• _The task_:
Pick up the review of the William Bickerton biography where it stops and continue it.

• _Text shown_:

########################################

Title: William Bickerton: Forgotten Latter Day Prophet
Author: Daniel Stone
Publisher: Signature Books
Year Published: 2018
Number of Pages: 400
Reviewed by Andrew Hamilton
Okay, I have to address this right off the top because I am bummed, TOTALLY BUMMED! Alice Cooper is nowhere in this book, NOWHERE! Not even once! Okay, maybe I’m being ever so slightly, a little teensy weensy, just a little bit facetious. But if your average Latter-day Saint knows anything about the restoration group commonly known as the “Bickertonites,” it is that “Shock Rocker” Alice Coper (birth name Vincent Damon Furnier) was born to a family who were members of the “The Church of Jesus Christ (Bickertonite)”. This little fact nugget is generally discovered after a Mormon hears the rumor/myth that Cooper is one of those famous people who is a former Latter-day Saint. The myth goes something like this: Alice Cooper is the son of an LDS stake president who rebelled against the LDS Church and was excommunicated after performing a concert wearing nothing but his garments that had been dyed purple or black, depending on the version of the story (in reality his grandfather was a Bickertonites apostle, so he did have a “leadership” connection after all!). If they were curious and diligent in trying to track down the truthfulness of the rumor, then they learned the real story about Alice Cooper’s religious upbringing. Up until the summer of 2018 though, unless they wanted to do a lot of personal research and digging through various archives, several of which were restricted, they would likely never learn anything more about the history of William Bickerton and the “Bickertonites” then the “Trivial Pursuit” answer that a certain famous 70’s shock rocker was once a member of the organization. Thanks to author and scholar Daniel Stone and to publisher Signature Books, the fascinating story of William Bickerton and the Church that he founded is now available in the excellent scholarly biography “William Bickerton: Forgotten latter Day Prophet”.
A very brief history for those who may need it. In August 1844, two months after the death of Joseph Smith, Sidney Rigdon and Brigham Young contended in Nauvoo to see who would succeed Smith as the leader of the Latter-day Saints. Shortly after Young got the public support of the majority of the Mormons there he excommunicated Rigdon. Rigdon then relocated to Pittsburgh where he started his own denomination based around the Book of Mormon and some of the teachings of Joseph Smith. One of his converts was English immigrant William Bickerton. After a few years Bickerton broke with Rigdon and started his own denomination called “The Church of Jesus Christ.” He based his church on the Book of Mormon and on his interpretation of the teachings of Joseph Smith. With approximately 23,000 members in 2018 the Church started by Bickerton is the third largest church that is based on the restoration movement started by Joseph Smith.
In “William Bickerton: Forgotten latter Day Prophet” Daniel P Stone tells Bickerton’s amazing story. In this book he writes of Bickerton’s early life, his conversion to the Restoration, his breaking away from Rigdon, his struggles to attract converts and establish his own version of Mormonism, his attempts to guide that church through the Civil War and frontier life in the USA, his interactions with the Brighamite Mormons, and many more important events until eventually he was cast off by the very church that he started and was then nearly written out of their history by those who replaced him in leadership. The resulting loss of prominence associated with his being removed from the religion that he started led to Bickerton becoming the “Forgotten Latter Day Prophet.”

########################################

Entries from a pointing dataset
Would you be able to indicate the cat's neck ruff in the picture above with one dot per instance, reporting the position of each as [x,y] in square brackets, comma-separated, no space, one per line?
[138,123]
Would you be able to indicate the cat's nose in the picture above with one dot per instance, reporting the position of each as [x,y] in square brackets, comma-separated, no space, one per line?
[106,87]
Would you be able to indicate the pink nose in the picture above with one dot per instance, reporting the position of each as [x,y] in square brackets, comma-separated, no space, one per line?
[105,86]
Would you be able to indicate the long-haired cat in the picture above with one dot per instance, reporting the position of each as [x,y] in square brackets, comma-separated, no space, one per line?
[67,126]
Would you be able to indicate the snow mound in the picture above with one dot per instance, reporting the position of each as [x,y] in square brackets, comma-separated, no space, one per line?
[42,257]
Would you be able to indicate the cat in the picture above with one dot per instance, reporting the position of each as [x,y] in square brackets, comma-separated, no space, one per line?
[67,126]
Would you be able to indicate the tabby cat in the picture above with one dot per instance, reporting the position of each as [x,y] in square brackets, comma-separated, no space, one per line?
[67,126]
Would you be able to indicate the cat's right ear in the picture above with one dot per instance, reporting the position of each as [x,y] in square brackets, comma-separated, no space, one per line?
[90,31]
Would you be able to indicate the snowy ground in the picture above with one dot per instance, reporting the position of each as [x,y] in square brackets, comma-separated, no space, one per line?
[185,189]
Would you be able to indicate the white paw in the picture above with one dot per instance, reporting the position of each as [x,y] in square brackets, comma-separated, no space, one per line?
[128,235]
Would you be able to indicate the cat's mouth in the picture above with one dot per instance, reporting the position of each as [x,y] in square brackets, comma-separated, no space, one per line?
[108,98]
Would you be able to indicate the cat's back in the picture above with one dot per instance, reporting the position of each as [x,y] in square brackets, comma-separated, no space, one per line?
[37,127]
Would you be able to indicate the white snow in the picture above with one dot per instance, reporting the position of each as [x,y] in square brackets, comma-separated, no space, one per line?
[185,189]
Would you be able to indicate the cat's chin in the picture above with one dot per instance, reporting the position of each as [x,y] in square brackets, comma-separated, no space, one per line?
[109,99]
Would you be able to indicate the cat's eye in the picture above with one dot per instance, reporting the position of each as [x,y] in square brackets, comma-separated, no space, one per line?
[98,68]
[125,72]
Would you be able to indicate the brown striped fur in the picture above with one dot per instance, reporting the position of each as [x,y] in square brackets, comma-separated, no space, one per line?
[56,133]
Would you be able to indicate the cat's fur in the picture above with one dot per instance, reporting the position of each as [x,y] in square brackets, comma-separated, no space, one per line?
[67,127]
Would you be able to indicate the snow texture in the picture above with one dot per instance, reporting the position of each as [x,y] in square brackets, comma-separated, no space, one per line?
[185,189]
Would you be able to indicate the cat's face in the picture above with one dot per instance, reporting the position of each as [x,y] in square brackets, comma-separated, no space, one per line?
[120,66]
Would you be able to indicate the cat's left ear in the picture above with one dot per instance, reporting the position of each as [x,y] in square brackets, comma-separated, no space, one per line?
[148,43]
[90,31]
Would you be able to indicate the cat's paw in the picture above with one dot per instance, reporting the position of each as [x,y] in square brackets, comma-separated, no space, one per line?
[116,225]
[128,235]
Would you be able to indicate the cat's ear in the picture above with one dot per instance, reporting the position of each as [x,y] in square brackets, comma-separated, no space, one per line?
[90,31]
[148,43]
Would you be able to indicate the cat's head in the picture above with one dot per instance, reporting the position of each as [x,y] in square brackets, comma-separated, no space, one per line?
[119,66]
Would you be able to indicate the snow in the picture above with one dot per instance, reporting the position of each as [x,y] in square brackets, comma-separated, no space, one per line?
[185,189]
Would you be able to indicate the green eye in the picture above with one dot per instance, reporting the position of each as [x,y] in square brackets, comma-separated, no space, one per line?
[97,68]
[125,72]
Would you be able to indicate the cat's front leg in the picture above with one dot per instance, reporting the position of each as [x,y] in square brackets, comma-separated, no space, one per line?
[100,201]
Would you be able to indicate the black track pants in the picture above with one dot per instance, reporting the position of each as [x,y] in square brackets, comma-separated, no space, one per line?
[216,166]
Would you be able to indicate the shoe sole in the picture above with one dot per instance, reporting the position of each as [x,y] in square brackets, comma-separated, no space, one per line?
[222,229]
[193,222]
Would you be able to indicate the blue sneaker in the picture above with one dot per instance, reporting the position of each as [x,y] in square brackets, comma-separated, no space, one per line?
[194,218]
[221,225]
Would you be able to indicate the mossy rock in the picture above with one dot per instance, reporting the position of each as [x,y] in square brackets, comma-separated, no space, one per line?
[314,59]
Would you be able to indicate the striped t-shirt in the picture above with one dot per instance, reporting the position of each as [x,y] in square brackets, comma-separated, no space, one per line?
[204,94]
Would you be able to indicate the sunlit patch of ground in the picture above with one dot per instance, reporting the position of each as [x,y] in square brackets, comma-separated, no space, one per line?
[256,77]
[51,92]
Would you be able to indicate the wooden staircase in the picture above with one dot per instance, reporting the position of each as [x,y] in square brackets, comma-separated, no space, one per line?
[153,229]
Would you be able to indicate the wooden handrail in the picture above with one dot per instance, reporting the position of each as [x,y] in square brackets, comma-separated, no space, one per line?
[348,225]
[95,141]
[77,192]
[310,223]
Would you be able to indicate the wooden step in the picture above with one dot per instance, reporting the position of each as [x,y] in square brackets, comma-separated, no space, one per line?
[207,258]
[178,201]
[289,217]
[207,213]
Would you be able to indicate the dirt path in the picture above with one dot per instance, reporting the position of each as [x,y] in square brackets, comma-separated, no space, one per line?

########################################

• _Output below_:
My own interest in William Bickerton started in the 1980’s. At some point as a teenager I picked up my father’s copy of “Divergent Paths of The Restoration” by Steven Shields. This book was the first to try and present a brief history of all the various church’s and groups that could trace their origins to Joseph Smith in a single volume. Reading this book is when I learned that there were “break off” groups that were connected to Joseph Smith but who were not a part of the church that I had been raised in. I became very curious and wanted to know more. But except for materials about the church then known as the Reorganized Church of Jesus Christ of Latter-Day Saints (now Community of Christ), there weren’t many readily available resources for me to use to learn about the other churches of the Restoration. So, for about three decades, curiosity was all that I that I had in relation to most of these Restoration cousins. When I learned that Daniel Stone was working on a biography of Bickerton I became very excited to read it. When a review copy was sent to me I was very grateful. I opened the package immediately and eagerly began to devour the book’s pages.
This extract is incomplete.